=== Exercises to complete ===
1 > Echo the portion of the message starting at "Harry Ohlsen <harryo" and ending at "intuitive than ...".
2 > Answer these from the message:
(a) What does Mark Probert say it is, most of all?
(b) What does the reply compare the colon definition of linear to?
(c) In which part does the binding of a and b happen?

═══ Text extract ═══

Hi, Harry.

Harry Ohlsen <harryo / zip.com.au> wrote: 
> On Fri, 6 Dec 2002 07:57, Mark Probert wrote:
> 
>> Most of all, it is a -lot- of fun to use!
>>
>> $ cat ex1.rb
>> require 'Atlast'
>> t = Atlast.new
>>
>> t.eval(": linear ( a b -- )  create swap , , does> dup >r @ * r> 4 + @
>> + ;") t.eval("3 17 linear aline") 
> 
> Ah, yes, I can see how that's so much more intuitive than ...
> 
>    def linear(x)
>        3 * x + 17
>    end
> 
hmmmmm.

Not quite.  The colon definition of linear is more like a lambda
function in lisp, it defines a series of functions, for "a*x + b".
The binding of a and b happens in the "linear aline" part.  I think
you can do this in Ruby using closures.

═══ Material ═══

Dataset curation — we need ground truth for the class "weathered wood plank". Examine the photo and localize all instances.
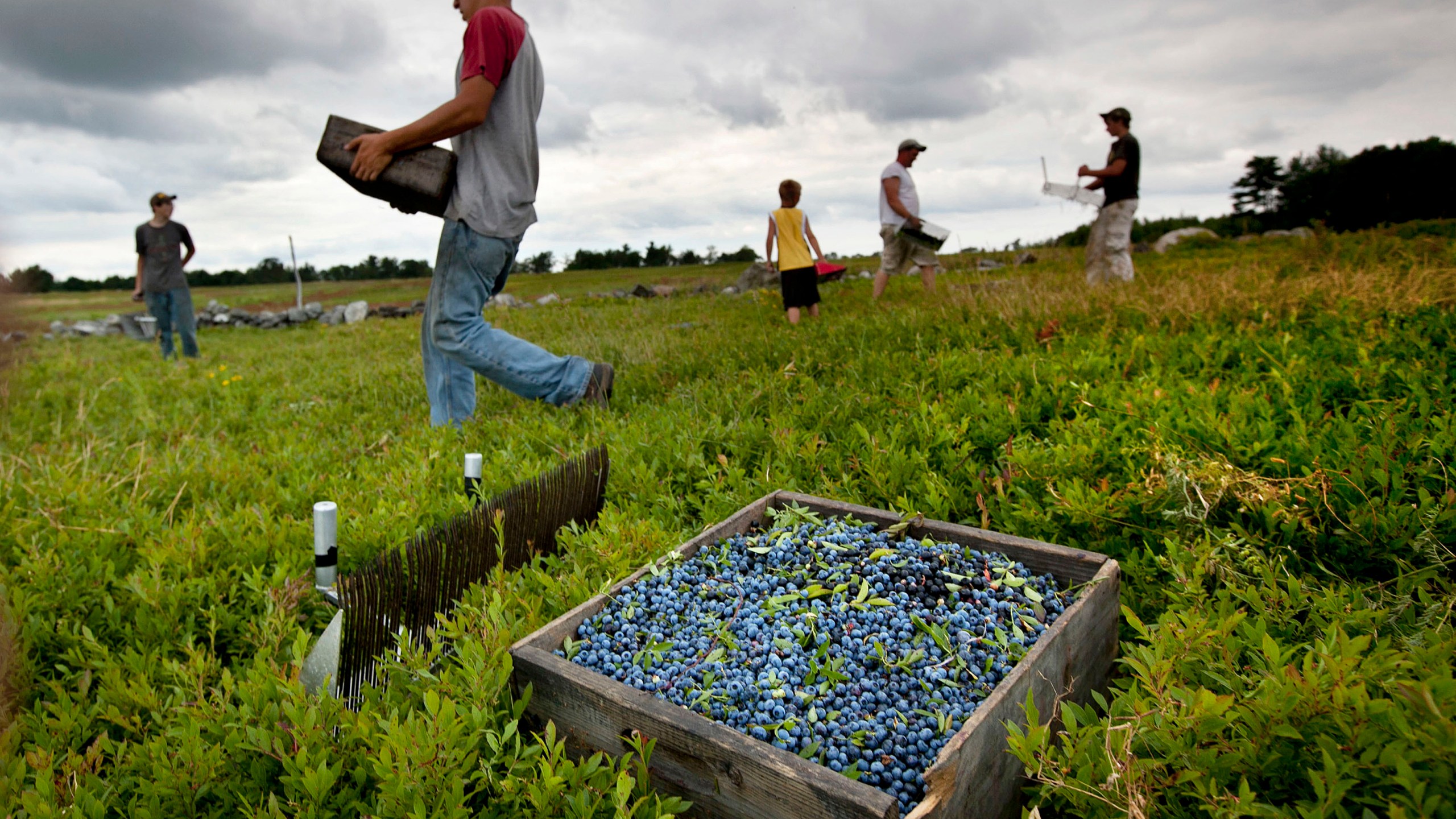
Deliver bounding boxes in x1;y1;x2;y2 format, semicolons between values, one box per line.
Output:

═══

=== Answer set ===
1 >
Harry Ohlsen <harryo / zip.com.au> wrote: 
> On Fri, 6 Dec 2002 07:57, Mark Probert wrote:
> 
>> Most of all, it is a -lot- of fun to use!
>>
>> $ cat ex1.rb
>> require 'Atlast'
>> t = Atlast.new
>>
>> t.eval(": linear ( a b -- )  create swap , , does> dup >r @ * r> 4 + @
>> + ;") t.eval("3 17 linear aline") 
> 
> Ah, yes, I can see how that's so much more intuitive than ...

2 >
(a) A lot of fun to use.
(b) A lambda function in lisp.
(c) The "linear aline" part.